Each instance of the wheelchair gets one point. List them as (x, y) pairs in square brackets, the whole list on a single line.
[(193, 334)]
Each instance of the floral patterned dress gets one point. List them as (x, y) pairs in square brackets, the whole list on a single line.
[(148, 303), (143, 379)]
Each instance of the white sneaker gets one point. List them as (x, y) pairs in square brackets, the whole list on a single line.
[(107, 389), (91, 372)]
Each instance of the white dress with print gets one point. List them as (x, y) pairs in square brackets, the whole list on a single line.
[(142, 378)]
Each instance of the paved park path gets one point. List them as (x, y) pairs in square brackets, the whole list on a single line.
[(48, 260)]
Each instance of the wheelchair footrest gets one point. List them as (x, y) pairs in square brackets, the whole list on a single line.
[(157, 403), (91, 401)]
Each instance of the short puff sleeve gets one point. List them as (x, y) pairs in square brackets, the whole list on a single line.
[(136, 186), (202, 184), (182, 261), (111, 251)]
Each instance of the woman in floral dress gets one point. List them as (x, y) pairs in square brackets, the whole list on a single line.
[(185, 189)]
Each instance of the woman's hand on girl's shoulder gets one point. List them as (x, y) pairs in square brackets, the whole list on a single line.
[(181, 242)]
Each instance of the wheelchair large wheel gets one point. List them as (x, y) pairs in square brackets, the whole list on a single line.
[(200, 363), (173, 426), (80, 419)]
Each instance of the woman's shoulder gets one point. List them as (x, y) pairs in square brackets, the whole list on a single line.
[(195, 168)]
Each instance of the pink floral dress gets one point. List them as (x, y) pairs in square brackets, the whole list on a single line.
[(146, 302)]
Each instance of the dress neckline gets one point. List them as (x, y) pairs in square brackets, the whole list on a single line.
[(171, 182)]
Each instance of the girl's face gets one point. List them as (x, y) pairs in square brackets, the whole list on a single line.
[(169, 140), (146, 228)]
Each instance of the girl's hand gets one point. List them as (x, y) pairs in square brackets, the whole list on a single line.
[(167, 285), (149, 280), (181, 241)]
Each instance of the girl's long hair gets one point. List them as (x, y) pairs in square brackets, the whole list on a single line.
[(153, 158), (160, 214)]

+-------+

Short problem => Rescale the records starting with the line containing "Each instance of the wheelchair footrest" and going on through the line containing "[(185, 189)]", both lines included. Write out every one of those lines in full and nothing else, with each x and y coordinate in the answers multiplied by 1.8 and rounded to a whole number, halves rounded up.

Answer to this problem =>
Each instance of the wheelchair footrest gets one point. List them as (x, y) pairs in square brackets, the whole list on a single line.
[(283, 725), (164, 722)]
Each instance of the short puff sleeve gets one point. List them as (x, y) pairs in square brackets, the whole list on a single line.
[(245, 335), (364, 331), (328, 470), (200, 452)]
Each instance of the woman in floral dress gets one point. List them as (x, y) pairs in square brackets, the whole list on a single line.
[(333, 340)]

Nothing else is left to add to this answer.